┌─ Passage provided
# Fort Myers Woodcraft Store Closed



## Super Dave (Apr 16, 2011)

Yesterday was a sad day in Fort Myers FL. After 3 years our local Woodcraft store closed. I went in Thursday and the owner Scott gave me the bad news. Although most things can be purchased from catalogs and on-line venders, it was always nice to visit the store, see the employees, and see what you are buying before you get it. 

If we don't support our local stores, they will go away. The Fort Myers Woodcraft was a great asset to the woodworkers of Southwest Florida, and will be missed. Scott, Rich, and all the employees were always a pleasure to deal with,very helpful, and will be missed.

I thank Scott, for all of his efforts, and wish him and his staff good luck in their future endeavors.

Dave Sutton


----------



## mredburn (Apr 16, 2011)

I went up Friday, I had heard it was going to close and I wanted to stop in and say good bye.  I tried to support them as much as  I could but it was a 22 mile one way trip for me. Most of the time shipping was cheaper than driveing up to the store. Still they will be missed and Im sorry they didnt make it. 

Mike


----------



## pensbydesign (Apr 16, 2011)

22 miles? is that really that far in today's world.


----------



## leestoresund (Apr 16, 2011)

+1
And Rockler is about 18 miles away and  Highland Woodworking is about 30 miles away. Although I do try to plan my trips with other destinations close by.
For me 20 miles is my normal commute.

Lee


----------



## manatee (Apr 16, 2011)

Our Sarasota store closed a couple of years ago after only being opened a short time. I guess the nearest store now is Clearwater.


----------



## Padre (Apr 16, 2011)

It's hard to compete with online sales.  People are getting much more savvy when it comes to making online purchases.  With stores that specialize in one market, in this instance wood working, it is harder and harder to make it unless they diversify.  Hence the 'big box' stores.

I have a Woodcraft about 3 miles from my house and I support it as much as I can.  On the other hand, I am on a fixed income and will buy an item as the lowest possible price.  I always give them a chance to 'price match,' but sometimes they can't.


----------



## TellicoTurning (Apr 16, 2011)

Always sorry to hear one of "our" stores has closed... I like to pop into the local Woodcraft every time I'm in the neighborhood, which is becoming less and less here lately... it's still an hours drive - almost 50 miles for me to "pop" into either of the ones close to me... one in Knoxville and one in Chattanooga...


----------



## witz1976 (Apr 16, 2011)

pensbydesign said:


> 22 miles? is that really that far in today's world.




My thoughts exactly, it is 194 miles one way to the closest Woodcraft and 164 miles to the closest Rockler  sheesh I drive close to 20 miles just to get to work:tongue::biggrin:


----------



## LeeR (Apr 16, 2011)

I frequent our Woodcraft often. I bought my lathe and bandsaw from them, and numerous accessories. And when it comes to buying wood, I am not going to mail order lumber without seeing it in person. Pen blanks is another issue, I've bought from sellers here with no reservations.

Our Woodcraft (northern Colorado), and the store in Denver, are for sale. Probably not a good indicator of either store's financial heath.


----------



## Dalecamino (Apr 16, 2011)

This was a disappointment. The store was a great place for our local chapter meetings. At least we had ONE. I wish the best for Scott, Rich, Cindy Lee and, all the others.
└─
**Exercise set:**
1 – In the forum thread about the Fort Myers Woodcraft closing, how long had the store been open before it closed?
2 – Continue the forum thread about the Fort Myers Woodcraft closing, starting after its final post.
┌─ Raw data
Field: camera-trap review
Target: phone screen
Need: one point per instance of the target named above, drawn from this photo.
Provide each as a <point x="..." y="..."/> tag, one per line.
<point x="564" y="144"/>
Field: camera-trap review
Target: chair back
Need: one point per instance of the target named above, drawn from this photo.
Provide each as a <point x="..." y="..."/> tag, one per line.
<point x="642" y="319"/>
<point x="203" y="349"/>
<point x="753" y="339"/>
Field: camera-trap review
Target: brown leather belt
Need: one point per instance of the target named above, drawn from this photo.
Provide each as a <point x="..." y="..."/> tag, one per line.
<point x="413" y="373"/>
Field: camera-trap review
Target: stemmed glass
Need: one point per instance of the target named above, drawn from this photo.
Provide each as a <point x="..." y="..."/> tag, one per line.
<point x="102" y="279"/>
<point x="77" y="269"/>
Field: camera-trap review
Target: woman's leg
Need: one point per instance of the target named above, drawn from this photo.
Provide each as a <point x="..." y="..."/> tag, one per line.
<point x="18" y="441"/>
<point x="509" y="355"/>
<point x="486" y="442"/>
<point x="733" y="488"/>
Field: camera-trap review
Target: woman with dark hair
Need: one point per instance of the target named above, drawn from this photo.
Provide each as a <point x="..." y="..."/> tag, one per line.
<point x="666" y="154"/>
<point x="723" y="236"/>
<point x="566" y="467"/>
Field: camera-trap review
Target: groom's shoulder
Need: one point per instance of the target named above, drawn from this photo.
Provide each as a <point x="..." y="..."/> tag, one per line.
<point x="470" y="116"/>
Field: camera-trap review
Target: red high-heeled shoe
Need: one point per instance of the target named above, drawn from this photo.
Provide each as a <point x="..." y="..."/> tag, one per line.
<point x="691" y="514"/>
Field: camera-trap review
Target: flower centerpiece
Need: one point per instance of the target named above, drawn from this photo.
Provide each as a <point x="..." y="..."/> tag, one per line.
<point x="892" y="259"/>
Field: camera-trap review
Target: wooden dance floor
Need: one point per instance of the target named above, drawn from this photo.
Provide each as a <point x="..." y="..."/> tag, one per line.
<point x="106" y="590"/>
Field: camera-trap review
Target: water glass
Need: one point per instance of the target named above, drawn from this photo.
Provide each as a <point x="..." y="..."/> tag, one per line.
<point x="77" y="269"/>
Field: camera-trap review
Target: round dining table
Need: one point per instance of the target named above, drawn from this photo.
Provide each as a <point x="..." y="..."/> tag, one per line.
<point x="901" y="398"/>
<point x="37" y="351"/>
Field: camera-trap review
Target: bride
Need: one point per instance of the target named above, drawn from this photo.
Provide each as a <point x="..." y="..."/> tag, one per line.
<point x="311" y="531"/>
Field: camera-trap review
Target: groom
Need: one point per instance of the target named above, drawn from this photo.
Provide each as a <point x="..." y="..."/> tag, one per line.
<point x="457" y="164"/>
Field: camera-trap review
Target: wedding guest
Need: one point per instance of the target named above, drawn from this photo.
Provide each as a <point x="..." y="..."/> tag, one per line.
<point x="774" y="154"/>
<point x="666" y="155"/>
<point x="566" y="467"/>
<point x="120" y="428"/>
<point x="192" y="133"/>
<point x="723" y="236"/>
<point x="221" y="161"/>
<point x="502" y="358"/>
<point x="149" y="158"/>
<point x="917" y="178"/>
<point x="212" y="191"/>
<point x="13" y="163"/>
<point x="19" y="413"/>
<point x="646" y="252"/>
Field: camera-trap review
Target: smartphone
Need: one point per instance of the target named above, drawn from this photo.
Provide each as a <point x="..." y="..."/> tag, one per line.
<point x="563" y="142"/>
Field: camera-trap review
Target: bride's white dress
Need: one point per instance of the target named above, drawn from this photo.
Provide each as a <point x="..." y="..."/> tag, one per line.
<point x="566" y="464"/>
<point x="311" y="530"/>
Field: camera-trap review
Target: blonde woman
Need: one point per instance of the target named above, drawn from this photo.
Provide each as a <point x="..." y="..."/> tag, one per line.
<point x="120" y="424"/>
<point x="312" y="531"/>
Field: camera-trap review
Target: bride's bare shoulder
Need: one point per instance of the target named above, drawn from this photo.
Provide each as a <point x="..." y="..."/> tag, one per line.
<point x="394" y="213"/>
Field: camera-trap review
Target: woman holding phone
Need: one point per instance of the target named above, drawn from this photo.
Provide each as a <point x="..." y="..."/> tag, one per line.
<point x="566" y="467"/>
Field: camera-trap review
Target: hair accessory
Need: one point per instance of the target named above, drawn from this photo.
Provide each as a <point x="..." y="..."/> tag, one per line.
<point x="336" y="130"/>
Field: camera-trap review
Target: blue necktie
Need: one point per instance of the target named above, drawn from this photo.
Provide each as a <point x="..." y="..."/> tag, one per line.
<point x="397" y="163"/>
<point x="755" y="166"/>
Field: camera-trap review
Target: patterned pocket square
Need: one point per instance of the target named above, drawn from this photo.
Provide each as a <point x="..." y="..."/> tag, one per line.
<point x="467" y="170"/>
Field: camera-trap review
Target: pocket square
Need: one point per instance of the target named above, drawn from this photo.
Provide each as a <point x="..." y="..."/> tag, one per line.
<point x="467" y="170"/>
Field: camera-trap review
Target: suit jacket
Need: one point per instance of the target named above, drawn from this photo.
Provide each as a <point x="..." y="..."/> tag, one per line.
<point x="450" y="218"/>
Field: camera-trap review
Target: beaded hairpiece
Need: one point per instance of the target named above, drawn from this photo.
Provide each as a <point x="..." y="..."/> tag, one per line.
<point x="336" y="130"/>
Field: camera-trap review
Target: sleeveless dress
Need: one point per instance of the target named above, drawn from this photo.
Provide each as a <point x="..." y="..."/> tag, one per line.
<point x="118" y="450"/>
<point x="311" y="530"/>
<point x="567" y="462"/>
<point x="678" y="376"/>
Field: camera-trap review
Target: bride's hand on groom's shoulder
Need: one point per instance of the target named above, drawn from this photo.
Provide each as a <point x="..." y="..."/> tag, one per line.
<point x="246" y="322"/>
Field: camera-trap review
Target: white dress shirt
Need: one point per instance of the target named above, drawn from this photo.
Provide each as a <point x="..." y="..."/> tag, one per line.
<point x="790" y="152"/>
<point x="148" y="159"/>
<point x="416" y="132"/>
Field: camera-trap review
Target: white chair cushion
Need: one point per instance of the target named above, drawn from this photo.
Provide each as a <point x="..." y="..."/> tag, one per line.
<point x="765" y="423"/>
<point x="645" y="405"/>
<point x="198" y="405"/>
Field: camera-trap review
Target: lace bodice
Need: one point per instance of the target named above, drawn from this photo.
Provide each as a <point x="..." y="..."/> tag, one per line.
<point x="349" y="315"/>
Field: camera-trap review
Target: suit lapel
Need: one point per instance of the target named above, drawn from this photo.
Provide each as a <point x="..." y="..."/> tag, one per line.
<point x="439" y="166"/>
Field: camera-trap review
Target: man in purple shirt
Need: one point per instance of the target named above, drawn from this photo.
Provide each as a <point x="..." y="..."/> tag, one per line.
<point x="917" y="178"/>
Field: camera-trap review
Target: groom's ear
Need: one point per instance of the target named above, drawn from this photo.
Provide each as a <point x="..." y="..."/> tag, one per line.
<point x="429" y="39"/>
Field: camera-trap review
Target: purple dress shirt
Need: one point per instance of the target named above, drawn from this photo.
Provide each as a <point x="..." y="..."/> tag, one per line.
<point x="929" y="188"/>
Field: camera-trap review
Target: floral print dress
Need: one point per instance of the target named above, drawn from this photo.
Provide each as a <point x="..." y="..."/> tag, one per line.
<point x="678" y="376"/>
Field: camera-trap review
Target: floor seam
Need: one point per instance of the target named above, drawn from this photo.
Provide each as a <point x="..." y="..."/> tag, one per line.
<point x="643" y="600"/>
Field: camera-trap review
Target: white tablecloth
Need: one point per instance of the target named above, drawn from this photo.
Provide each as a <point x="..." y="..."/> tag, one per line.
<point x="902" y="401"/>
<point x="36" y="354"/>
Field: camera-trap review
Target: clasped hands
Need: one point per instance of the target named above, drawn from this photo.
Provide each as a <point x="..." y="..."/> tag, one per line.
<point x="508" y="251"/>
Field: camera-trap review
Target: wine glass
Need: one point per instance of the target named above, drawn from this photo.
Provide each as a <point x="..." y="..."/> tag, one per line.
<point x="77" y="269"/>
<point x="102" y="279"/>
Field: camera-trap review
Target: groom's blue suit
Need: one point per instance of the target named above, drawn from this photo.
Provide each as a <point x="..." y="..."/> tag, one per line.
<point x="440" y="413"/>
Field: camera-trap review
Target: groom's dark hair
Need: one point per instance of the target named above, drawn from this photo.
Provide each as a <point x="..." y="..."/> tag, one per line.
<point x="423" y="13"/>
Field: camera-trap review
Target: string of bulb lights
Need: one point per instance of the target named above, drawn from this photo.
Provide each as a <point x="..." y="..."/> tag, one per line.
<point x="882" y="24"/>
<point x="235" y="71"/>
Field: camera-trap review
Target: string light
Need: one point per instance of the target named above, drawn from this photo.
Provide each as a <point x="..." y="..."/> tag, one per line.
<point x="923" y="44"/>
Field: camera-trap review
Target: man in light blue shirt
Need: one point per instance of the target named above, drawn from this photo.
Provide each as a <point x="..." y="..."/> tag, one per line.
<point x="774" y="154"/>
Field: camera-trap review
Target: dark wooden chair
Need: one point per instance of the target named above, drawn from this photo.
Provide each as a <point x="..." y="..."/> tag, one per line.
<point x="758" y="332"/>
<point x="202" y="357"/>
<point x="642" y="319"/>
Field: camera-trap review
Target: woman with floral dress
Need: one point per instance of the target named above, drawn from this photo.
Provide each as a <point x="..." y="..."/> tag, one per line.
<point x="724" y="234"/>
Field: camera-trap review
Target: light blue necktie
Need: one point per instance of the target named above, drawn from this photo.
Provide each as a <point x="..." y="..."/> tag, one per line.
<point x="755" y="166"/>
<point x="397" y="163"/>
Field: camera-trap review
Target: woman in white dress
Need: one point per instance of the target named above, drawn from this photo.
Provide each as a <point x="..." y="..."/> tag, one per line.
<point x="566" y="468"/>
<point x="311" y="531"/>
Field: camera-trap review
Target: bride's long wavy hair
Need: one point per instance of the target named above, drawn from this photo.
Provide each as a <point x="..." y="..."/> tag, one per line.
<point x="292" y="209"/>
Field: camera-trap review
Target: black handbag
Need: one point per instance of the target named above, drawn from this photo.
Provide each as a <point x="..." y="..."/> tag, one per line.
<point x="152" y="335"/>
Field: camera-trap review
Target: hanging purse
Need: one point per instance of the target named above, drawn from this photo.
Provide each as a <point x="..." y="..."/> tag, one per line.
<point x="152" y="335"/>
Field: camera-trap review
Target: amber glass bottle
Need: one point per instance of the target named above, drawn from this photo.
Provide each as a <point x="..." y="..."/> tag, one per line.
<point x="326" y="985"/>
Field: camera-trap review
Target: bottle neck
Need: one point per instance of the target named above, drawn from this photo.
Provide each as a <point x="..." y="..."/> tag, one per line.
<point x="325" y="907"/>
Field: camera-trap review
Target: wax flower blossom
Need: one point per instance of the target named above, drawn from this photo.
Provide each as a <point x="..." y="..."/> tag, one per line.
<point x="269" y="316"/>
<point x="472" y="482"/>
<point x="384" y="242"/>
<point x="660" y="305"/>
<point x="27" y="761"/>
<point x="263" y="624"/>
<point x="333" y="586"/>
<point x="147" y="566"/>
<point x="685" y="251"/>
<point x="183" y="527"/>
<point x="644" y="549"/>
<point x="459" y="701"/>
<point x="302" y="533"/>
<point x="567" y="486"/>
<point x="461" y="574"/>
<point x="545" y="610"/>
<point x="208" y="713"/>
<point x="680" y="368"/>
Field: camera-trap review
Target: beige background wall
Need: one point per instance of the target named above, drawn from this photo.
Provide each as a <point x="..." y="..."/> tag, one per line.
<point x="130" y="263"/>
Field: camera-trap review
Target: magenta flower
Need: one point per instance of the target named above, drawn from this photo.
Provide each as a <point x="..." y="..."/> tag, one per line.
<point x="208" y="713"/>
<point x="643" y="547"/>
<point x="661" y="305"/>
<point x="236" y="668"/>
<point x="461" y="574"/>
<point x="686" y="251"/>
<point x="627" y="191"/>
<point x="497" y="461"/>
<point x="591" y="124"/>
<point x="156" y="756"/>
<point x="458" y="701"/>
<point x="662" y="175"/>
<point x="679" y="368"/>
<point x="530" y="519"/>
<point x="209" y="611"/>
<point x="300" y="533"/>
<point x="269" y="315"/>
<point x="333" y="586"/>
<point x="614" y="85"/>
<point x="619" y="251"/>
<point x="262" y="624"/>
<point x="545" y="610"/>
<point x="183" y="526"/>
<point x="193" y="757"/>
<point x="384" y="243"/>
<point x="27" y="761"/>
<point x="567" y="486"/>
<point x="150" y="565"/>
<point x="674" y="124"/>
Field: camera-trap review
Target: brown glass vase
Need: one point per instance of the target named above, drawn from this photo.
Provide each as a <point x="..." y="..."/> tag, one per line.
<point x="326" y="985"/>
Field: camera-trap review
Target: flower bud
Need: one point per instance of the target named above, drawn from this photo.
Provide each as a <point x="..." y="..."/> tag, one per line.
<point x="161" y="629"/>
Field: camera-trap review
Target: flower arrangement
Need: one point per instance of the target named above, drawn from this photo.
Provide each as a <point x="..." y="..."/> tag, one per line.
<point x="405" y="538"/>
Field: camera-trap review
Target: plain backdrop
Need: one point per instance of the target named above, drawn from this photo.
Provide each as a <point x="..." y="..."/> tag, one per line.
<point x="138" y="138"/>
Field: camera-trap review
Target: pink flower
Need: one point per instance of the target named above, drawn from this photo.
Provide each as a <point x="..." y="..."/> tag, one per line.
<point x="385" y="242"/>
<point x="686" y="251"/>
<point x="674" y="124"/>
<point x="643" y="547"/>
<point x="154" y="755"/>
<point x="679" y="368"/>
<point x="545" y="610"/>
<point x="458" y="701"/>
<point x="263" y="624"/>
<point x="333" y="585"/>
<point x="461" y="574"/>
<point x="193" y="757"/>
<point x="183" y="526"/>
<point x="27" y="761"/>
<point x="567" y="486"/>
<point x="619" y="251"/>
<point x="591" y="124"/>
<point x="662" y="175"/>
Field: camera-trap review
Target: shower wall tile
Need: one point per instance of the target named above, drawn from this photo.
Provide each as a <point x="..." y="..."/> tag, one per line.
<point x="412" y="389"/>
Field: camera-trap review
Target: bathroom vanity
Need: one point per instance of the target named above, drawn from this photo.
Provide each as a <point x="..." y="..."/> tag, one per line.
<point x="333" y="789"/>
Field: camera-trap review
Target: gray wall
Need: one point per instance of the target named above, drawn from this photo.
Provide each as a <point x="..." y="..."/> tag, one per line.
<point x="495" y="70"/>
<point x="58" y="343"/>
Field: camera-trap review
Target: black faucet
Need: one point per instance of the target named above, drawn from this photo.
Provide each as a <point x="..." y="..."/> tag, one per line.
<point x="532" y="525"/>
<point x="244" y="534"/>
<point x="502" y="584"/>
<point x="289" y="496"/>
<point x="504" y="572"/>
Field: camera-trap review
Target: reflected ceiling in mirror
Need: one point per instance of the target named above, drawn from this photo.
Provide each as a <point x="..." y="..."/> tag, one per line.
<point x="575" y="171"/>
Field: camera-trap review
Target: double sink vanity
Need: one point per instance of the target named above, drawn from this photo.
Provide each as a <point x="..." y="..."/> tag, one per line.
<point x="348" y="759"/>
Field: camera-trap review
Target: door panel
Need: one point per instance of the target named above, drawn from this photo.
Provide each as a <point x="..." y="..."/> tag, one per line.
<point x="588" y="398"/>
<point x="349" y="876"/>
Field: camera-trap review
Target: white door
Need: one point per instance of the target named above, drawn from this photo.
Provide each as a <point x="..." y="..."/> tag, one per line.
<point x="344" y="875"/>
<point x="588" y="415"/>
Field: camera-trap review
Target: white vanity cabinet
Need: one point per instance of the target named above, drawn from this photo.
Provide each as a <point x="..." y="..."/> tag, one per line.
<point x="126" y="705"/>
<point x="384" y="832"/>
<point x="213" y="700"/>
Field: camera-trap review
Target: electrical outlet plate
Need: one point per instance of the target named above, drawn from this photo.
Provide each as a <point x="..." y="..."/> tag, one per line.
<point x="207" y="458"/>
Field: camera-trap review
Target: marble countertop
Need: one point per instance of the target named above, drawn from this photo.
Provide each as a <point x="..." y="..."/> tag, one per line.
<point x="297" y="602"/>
└─
**The replies:**
1 – 3 years.

2 –
----------



## BKelley (Apr 16, 2011)

Sorry to hear of the store closing in Ft. Myers. I just returned from Woodcraft in Alpharetta Georgia, a 30 mile round trip.  I am pretty much a regular there.  Yes I could buy online, and some times do.  If at all possibe I buy from my local stores.  I believe in keeping the money in my local area.
What little money is lost in gas is gained with a friendly hello, coffee and dough nuts and letting me browse until my hearts content (and my tongue hanging out).
I'm all for keeping the local economy strong.  

Ben


----------



## mredburn (Apr 16, 2011)

21 miles each way is 2 gallons of gas, that $7.75 to drive there and back I can have it shipped in for less from most places I buy. Unfortunatly I also had very little I have needed from Woodcraft. I have bought less than 10 kits from them since they have been open. If you havent noticed I dont use kits. I drove up once for something they had in the flier on sale and they didnt have one. THey didnt carry it because it cost a lot if they didnt sell it. Since I wanted it for a christmas present ordering it and waiting was a no go. I dont travel much these days if I dont have to and ther was nothing in the surrounding area that I needed to combine the trips.  Anyway its still a shame that this came about. Yes they were always freindly and great to deal with. Im not sure they had donuts and coffee.
Mike


----------



## bluwolf (Apr 16, 2011)

I don't know about the other stores but the Ft. Myers store had a sign in the window that said "Pets Allowed". I always took my pony of a dog in there with me. He'd lie around anywhere he felt like it and nobody ever said a word. 

Scot, the owner would have to step over him to get behind his own counter. I'd start to tell him to move but Scot said he was fine where he was. 

Everyone was good to him but I think Cindy lee was his favorite. When she was there he would lay behind the counter with her. A couple times a customer stepped up to the counter and when Cindy went to wait on them he stood up on the counter next to her. Without missing a beat Cindy said, "Can we help you?"

I bore you with that little story because I don't know many businesses where your dog can get away with that kinda crap. I know I will miss them.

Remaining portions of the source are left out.